» Work instructions
1) Answer these questions from the passage on the compliant element, one line each, marked (a), (b), (c).
(a) Under normal weight on the drill bit, the compliant element is shortened to about what share of its stroke length?
(b) What do the strain gauges in load cell sensor element 3 measure?
(c) Where is the rotary steerable system 21 preferably located?
2) In the passage on the compliant element, why can the element still shorten if extra weight is applied to the drill bit? Answer in one to three sentences.
3) Pick up the passage on the compliant element after its last sentence and continue it.

» Passage to read
The compliant element has a stroke length which defines the maximum and minimum axial spacing that can be produced between the drill bit and the under-reamer by this movement. It is biased towards the full stroke position, but the stroke length and compliance of the compliant element are selected such that with normal weight applied to the drill bit, the compliant element is shortened to about 15% of its stroke length (i.e. it moves the drill bit towards the under-reamer by a distance which is approximately equal to 85% of the stroke length). In this way, when weight is removed from the drill bit, the compliant element axially expands, thereby increasing the distance between the drill bit and the under-reamer. When the weight is reapplied, the compliant element returns to its original position. Also, if additional weight is applied to the drill bit, the compliant can shorten further within the remaining 15% of the stroke length.
A suitable compliant element may, for example, be based on a tool for maintaining wellbore penetration as described in U.S. Pat. No. 5,476,148 and Canadian patent nos. 2171178 and 2147063. These tools having a telescoping outer and inner members which are biased towards an open position by a plurality of springs.
A load cell sensor element 3, located between the compliant element and the drill bit, includes strain gauges which measure the weight and torque between the bit and the under-reamer. The measurement data is sent to surface via a transmitter 4, which may use e.g. mud-pulse or wired telemetry. At the surface, a strain gauge apparatus 10 on the deadline 9 of the rig measures the surface hookload. The surface torque is measured e.g. by measuring the current required to drive the top drive 7. Suitable load cells are described, for example, in U.S. Pat. Nos. 5,386,724 and 6,684,949.
The BHA may further include a rotary steerable motor 21 that in operation forces the drill bit 2 into a preferred direction, for example by extending pads against the formation in a repeated manner synchronized with the rotation of the drill string. Such rotary steerable systems are known as such. The rotary steerable system 21 is preferable located close to the drill bit 2, i.e. down-hole from the compliant element 6.

» Recorded data
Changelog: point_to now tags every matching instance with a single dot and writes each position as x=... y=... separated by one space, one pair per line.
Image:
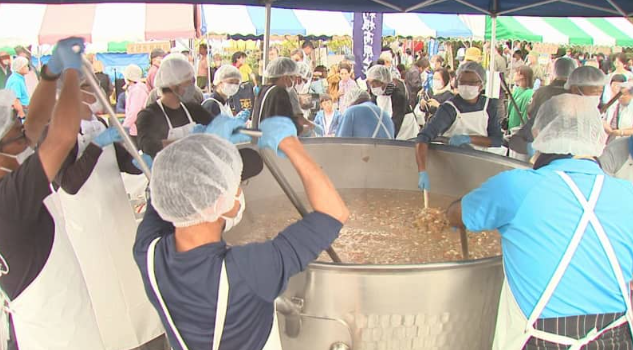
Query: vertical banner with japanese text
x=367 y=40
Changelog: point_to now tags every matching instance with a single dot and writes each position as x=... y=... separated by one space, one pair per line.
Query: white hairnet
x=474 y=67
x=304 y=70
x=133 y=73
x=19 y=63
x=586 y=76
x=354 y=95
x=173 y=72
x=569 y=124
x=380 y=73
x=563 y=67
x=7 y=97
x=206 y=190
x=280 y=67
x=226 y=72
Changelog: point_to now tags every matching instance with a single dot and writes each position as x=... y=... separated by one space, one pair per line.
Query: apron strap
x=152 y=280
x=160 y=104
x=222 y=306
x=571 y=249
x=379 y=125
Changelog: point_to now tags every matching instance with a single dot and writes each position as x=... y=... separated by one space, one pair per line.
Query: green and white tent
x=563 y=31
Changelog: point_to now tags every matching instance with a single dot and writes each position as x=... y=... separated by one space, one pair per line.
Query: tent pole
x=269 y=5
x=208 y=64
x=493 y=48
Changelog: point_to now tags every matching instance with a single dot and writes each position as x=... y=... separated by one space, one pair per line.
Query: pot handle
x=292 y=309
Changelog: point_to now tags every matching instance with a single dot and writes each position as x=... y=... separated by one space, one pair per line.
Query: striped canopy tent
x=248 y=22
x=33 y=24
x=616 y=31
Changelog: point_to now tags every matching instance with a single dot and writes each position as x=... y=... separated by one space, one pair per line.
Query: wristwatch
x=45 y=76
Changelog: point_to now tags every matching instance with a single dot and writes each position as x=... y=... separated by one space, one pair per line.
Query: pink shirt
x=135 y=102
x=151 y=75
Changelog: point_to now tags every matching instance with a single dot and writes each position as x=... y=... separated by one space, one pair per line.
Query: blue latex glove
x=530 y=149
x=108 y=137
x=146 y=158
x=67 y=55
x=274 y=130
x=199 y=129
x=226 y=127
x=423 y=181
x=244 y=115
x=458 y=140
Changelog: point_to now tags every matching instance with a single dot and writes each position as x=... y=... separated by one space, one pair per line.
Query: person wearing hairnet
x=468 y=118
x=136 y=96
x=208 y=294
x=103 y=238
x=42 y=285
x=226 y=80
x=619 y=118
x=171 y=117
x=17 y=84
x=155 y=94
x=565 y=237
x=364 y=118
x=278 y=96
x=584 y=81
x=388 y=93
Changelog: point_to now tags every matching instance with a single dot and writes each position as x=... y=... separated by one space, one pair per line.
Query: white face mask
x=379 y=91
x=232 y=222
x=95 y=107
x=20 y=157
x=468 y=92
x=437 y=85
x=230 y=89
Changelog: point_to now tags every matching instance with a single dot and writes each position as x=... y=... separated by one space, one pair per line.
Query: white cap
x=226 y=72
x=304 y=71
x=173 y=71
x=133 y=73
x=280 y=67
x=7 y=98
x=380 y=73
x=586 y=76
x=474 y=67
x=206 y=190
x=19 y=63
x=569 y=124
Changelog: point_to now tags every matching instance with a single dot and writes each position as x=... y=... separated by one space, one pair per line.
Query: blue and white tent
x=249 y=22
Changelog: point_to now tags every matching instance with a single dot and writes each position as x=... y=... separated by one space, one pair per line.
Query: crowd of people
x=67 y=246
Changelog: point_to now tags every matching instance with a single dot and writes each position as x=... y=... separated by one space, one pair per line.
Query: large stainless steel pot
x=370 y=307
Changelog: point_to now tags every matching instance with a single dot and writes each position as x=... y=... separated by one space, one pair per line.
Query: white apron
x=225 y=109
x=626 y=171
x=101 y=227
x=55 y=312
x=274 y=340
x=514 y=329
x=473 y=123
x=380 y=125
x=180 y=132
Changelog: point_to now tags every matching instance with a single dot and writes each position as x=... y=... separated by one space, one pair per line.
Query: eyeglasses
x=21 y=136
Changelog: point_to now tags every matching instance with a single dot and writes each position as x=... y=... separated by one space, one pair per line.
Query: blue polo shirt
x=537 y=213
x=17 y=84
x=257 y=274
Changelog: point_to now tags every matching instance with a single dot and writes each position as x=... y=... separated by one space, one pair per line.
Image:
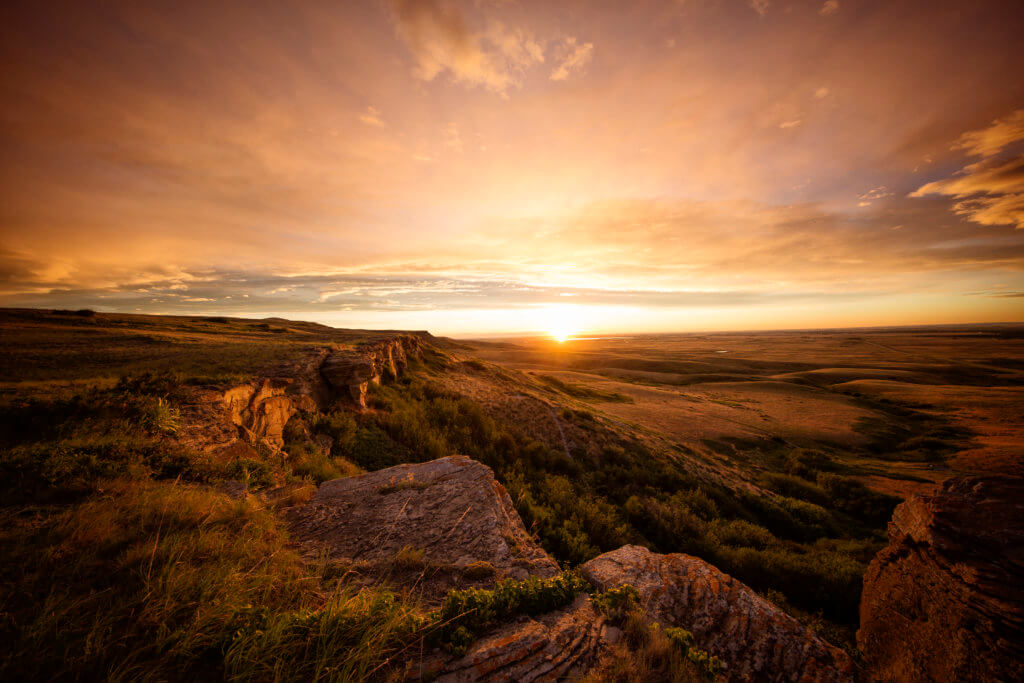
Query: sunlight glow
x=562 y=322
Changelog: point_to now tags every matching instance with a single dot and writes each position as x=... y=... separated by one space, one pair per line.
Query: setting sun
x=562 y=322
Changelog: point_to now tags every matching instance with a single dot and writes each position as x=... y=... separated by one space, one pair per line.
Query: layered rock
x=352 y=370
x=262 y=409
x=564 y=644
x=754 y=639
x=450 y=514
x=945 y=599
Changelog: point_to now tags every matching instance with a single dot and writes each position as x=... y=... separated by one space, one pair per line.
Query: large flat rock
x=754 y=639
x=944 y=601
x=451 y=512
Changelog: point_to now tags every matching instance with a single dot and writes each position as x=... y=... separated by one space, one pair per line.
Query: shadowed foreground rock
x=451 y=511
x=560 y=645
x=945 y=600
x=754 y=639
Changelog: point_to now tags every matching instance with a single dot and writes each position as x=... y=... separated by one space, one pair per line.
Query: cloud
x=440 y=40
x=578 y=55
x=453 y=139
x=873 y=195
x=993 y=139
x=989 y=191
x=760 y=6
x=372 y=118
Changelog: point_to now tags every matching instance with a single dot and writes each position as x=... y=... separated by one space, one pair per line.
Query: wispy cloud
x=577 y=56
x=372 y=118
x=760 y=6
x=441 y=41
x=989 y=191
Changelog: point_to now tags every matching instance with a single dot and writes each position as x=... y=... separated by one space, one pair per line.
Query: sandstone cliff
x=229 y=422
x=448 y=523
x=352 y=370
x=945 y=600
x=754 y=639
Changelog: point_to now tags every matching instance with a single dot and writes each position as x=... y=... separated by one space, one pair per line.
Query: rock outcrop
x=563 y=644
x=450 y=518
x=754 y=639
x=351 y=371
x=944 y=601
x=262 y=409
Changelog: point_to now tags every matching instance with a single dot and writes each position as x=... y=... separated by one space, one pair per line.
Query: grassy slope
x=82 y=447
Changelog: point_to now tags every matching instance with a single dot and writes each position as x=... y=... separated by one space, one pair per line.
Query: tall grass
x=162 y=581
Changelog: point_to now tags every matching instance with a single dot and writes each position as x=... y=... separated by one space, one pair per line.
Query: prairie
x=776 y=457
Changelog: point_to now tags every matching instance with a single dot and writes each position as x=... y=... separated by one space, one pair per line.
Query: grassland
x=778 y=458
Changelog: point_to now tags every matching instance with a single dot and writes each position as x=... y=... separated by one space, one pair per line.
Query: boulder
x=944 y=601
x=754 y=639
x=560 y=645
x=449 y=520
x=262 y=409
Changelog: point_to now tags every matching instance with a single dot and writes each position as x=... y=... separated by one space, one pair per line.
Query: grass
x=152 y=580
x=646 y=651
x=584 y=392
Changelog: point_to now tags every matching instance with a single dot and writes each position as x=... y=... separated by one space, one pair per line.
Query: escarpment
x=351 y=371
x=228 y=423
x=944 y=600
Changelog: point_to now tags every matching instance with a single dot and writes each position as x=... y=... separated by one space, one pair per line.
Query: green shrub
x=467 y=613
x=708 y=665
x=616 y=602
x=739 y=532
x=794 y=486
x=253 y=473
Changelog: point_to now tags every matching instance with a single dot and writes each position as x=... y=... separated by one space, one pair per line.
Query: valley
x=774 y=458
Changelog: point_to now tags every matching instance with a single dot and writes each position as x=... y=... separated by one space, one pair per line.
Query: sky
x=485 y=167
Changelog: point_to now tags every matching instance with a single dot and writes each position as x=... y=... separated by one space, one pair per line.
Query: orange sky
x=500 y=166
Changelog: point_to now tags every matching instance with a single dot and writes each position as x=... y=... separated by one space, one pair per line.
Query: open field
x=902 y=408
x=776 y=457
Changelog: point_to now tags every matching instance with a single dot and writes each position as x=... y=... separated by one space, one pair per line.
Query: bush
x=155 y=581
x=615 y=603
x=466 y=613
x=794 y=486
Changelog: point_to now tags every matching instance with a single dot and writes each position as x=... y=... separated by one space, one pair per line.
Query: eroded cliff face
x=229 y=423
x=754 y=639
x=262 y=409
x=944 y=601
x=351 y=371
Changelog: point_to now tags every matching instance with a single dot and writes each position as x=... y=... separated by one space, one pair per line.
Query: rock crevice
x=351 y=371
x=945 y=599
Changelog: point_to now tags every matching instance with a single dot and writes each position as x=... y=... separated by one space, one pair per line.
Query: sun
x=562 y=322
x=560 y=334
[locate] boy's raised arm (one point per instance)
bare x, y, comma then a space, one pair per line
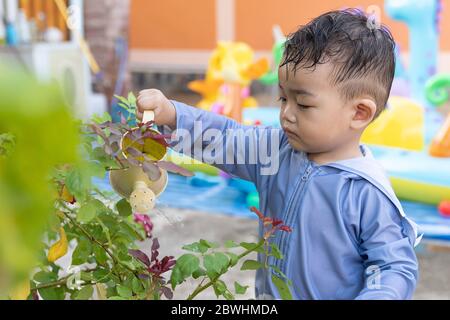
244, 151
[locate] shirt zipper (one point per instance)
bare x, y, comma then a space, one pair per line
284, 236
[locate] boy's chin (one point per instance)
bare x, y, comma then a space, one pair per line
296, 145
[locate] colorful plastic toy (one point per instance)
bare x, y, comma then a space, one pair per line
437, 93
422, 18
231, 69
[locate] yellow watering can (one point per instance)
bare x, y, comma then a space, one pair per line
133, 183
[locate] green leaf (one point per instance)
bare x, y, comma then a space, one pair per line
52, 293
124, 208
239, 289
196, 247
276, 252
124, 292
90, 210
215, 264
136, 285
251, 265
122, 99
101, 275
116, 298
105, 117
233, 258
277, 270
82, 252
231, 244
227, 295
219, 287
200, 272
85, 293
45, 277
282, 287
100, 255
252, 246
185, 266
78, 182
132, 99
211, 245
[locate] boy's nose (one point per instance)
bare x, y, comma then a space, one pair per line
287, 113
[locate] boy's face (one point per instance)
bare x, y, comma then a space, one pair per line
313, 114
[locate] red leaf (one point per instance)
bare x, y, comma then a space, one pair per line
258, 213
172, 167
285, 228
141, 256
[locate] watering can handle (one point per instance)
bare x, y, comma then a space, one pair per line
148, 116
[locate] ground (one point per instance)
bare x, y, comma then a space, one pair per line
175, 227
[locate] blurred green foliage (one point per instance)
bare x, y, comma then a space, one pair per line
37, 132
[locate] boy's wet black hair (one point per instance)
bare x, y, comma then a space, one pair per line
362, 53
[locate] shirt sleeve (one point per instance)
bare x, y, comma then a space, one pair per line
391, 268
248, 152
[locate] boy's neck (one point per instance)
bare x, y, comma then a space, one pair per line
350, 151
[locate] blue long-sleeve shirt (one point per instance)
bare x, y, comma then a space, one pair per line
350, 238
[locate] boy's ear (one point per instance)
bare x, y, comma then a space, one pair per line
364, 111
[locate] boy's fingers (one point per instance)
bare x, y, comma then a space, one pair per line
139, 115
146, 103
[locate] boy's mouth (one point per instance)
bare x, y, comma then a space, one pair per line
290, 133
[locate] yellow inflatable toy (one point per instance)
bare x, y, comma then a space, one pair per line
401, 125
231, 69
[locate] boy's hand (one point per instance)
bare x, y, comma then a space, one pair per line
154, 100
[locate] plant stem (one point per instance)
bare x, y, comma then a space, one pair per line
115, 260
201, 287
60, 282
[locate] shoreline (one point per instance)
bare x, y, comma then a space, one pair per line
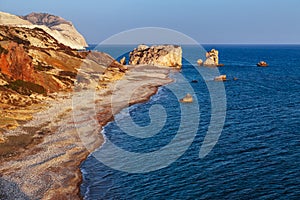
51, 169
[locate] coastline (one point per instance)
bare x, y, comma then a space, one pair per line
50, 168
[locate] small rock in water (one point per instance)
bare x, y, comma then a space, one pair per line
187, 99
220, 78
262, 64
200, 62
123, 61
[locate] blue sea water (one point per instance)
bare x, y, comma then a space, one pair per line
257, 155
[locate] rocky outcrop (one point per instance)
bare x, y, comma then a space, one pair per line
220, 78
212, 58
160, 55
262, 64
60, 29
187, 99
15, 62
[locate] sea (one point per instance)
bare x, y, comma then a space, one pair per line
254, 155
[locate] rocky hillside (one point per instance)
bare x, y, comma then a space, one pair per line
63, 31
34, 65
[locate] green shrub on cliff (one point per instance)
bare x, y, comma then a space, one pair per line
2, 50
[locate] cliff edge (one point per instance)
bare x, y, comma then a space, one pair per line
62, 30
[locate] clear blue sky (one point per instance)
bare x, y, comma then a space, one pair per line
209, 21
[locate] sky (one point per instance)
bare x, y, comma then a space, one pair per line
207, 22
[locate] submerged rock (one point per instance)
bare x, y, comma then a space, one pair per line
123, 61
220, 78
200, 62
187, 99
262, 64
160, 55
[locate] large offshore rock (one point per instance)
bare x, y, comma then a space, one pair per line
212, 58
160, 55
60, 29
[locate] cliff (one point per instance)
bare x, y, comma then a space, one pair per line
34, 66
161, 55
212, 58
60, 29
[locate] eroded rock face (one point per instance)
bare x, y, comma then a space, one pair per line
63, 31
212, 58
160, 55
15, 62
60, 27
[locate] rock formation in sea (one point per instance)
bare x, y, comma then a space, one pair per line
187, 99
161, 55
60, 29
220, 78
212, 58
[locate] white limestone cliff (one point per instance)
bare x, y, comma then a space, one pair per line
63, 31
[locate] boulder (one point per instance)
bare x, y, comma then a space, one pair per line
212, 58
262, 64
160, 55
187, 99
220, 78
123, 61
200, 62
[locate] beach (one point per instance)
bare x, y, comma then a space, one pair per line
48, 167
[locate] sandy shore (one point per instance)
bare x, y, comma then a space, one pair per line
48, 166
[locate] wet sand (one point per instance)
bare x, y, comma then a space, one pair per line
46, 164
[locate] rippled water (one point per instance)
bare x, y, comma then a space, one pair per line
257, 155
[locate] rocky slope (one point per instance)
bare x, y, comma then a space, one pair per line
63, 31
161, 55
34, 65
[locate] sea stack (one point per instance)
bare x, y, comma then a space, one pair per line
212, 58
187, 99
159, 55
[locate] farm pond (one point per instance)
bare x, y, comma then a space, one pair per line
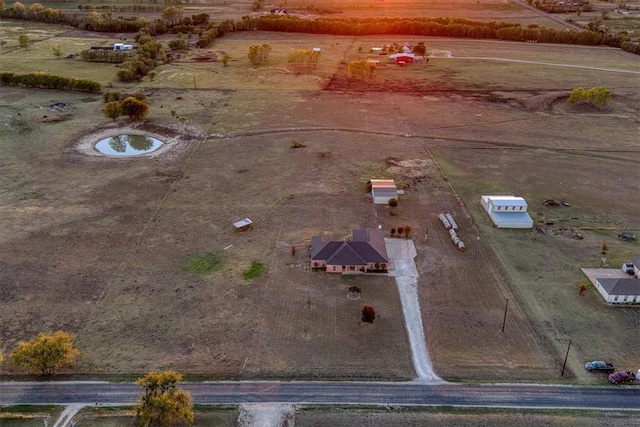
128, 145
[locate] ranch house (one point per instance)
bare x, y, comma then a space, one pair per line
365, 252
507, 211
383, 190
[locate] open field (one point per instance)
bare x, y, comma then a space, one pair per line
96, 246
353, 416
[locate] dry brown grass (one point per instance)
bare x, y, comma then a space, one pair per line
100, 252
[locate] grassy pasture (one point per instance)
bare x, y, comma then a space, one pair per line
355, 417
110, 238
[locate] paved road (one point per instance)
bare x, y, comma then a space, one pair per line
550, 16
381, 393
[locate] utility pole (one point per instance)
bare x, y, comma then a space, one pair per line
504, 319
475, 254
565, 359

» Answers to the exercise
1)
(a) About 15% of its stroke length.
(b) The weight and torque between the bit and the under-reamer.
(c) Close to the drill bit 2, down-hole from the compliant element 6.

2) Its stroke length and compliance are selected so that normal weight on the drill bit shortens it to about 15% of its stroke length. It has therefore moved the bit toward the under-reamer by about 85% of the stroke length. The remaining 15% of the stroke is left for further shortening under additional weight.

3)
Introducing the compliant element 6 between the under-reamer and the drill bit provides at least three advantages.
Firstly, when the under-reamer meets harder material, the compliant element expands. The transfer of weight to the under-reamer is then much slower than when no such element is present. For example, with a compliant element having a one foot stroke, at 120 feet/hour the transfer of weight from the drill bit to the under-reamer will require at least 30 seconds. This gradual transfer of weight can provide the driller with enough in time to identify that it is the under-reamer that has met a harder rock, and not the bit, and to take appropriate action. The identification can be accomplished, as explained above, by looking for a gradual rise in the proportionality constant between the surface weight and torque, or looking for a quadratic rise in surface torque.
Secondly, the compliant element can by itself reduce shock-loads on the tool. For example, if the hard stringer is sufficiently thin, then the stringer may be drilled through before the compliant element has completely extended, keeping weight off the under-reamer without intervention from the surface. Also, the lengthening of the time over which weight transfers between the drill bit and the under-reamer virtually eliminates the axial shocks generated by the high-speed weight transfer process when no compliant element is present.
Both these advantages will tend to reduce bit wear and increase average ROP.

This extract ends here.